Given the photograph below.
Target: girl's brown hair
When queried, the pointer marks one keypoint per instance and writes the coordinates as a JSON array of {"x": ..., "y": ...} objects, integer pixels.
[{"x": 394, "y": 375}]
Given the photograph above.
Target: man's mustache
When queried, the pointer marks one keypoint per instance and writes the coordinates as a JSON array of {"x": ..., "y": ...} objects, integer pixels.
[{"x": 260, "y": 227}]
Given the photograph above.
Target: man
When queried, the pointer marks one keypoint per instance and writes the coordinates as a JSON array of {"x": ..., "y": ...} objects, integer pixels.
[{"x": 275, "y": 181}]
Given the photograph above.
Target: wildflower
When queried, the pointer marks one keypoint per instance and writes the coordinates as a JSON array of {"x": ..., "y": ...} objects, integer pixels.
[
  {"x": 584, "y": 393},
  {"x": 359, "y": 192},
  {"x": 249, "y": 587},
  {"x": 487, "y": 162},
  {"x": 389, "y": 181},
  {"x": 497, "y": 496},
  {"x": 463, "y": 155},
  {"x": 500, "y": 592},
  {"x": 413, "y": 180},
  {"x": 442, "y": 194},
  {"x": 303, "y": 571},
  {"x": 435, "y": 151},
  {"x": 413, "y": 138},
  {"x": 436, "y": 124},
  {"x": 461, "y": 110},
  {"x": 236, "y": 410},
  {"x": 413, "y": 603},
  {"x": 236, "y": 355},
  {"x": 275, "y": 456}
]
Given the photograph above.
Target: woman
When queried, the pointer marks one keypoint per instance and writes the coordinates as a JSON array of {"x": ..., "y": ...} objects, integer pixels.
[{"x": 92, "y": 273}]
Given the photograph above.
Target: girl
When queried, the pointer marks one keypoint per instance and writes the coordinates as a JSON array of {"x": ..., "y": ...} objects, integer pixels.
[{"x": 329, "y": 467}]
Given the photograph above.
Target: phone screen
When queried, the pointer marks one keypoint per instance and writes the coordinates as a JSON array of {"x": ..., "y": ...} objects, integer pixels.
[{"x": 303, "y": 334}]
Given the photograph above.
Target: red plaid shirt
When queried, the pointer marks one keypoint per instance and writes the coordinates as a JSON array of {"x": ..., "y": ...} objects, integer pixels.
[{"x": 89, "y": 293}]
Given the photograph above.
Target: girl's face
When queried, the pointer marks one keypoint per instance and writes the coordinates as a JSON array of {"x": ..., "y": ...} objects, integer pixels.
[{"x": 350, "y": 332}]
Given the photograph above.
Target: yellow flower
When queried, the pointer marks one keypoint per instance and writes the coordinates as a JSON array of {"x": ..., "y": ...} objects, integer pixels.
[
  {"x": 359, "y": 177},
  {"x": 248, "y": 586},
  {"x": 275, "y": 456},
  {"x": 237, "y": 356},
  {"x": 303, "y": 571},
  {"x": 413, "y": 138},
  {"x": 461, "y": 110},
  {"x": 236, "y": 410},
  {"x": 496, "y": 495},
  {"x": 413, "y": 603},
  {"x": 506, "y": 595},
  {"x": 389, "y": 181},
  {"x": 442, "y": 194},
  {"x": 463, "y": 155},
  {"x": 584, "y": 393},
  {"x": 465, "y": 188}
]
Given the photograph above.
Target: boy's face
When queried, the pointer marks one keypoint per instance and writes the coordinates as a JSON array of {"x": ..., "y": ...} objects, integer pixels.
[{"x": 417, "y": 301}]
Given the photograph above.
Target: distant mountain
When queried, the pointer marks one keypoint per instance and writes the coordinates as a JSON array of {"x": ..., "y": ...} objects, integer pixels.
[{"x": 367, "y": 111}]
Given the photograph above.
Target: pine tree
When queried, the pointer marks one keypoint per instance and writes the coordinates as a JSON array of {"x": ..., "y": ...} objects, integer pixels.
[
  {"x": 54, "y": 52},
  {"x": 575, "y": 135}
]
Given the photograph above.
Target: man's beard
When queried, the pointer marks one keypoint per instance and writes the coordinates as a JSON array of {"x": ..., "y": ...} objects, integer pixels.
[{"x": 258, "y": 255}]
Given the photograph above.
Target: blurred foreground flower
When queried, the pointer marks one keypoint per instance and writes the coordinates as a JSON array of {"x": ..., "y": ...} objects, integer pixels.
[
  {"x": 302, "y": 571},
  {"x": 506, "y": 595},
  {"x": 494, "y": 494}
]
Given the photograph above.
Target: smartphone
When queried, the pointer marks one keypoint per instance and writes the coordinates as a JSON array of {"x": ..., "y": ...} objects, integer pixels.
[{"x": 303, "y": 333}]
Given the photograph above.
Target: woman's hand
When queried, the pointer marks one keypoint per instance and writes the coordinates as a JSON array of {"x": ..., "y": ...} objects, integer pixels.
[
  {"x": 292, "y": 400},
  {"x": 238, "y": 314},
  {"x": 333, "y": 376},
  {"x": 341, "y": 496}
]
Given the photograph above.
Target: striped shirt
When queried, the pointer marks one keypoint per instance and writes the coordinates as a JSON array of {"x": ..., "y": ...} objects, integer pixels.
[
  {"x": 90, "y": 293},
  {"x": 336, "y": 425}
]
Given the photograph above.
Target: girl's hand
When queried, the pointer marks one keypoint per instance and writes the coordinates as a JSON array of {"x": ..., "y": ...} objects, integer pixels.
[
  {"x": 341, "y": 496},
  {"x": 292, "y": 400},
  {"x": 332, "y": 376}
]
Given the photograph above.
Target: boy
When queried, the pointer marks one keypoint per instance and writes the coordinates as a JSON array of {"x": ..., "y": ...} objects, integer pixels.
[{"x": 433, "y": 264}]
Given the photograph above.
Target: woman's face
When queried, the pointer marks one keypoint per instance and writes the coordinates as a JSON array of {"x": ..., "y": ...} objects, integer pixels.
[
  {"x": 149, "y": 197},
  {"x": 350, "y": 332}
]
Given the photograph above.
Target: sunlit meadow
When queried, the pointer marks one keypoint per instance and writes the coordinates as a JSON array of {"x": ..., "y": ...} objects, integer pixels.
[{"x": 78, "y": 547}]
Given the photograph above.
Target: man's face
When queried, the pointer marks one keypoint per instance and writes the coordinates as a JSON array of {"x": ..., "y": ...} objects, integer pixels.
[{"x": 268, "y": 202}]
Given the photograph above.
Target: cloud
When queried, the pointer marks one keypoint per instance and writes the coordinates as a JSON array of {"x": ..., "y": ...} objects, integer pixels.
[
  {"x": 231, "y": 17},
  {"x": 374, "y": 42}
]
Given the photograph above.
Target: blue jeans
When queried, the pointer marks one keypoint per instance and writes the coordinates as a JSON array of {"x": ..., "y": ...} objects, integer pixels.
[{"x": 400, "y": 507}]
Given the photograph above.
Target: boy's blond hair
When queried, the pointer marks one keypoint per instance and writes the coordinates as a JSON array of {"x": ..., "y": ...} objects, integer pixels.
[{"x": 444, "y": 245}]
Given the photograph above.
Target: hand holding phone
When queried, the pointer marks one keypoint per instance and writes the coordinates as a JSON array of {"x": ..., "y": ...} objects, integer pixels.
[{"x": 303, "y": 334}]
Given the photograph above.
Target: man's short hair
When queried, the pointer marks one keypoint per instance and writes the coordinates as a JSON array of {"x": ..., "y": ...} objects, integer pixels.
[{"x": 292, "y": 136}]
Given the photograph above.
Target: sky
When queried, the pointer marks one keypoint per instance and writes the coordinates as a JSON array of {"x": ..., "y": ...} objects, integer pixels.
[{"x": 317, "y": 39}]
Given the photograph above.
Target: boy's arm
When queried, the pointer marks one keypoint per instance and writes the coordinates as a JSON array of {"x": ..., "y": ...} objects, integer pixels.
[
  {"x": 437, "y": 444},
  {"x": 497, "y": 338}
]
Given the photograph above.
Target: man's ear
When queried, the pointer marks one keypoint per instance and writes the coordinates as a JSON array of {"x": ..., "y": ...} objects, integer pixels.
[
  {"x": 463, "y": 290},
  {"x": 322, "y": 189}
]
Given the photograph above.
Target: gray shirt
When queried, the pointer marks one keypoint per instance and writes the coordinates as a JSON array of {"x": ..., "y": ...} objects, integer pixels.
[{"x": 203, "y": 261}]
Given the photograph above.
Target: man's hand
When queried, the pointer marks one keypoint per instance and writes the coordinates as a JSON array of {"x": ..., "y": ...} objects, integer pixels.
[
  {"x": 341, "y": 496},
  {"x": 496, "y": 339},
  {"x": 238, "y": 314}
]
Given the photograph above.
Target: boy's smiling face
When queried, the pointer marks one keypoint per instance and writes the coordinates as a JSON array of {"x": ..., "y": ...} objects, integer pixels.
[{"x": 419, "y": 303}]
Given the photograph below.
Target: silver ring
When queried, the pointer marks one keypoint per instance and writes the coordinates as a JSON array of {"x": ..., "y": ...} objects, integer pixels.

^^^^

* **WHAT IS BEING ASKED**:
List each line of the records above that contains the string "hair". Case counts.

* **TASK RESPONSE**:
Target: girl's brown hair
Target: boy's blond hair
Target: man's short hair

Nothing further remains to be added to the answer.